-- START EXTRACTED DATA --

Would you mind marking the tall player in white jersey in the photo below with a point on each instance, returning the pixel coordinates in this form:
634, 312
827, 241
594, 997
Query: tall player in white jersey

-- END EXTRACTED DATA --

**GIVEN PROBLEM**
Convert every line of the records into a Markdown table with a Row column numbering the lines and a Line column holding each one, omitting any blank lines.

**EXPECTED OUTPUT**
| Row | Line |
|---|---|
| 1 | Would you mind marking the tall player in white jersey in the photo below with a point on each instance, returning the pixel coordinates in this form: |
| 2 | 634, 312 |
| 3 | 827, 241 |
| 4 | 594, 997 |
| 5 | Query: tall player in white jersey |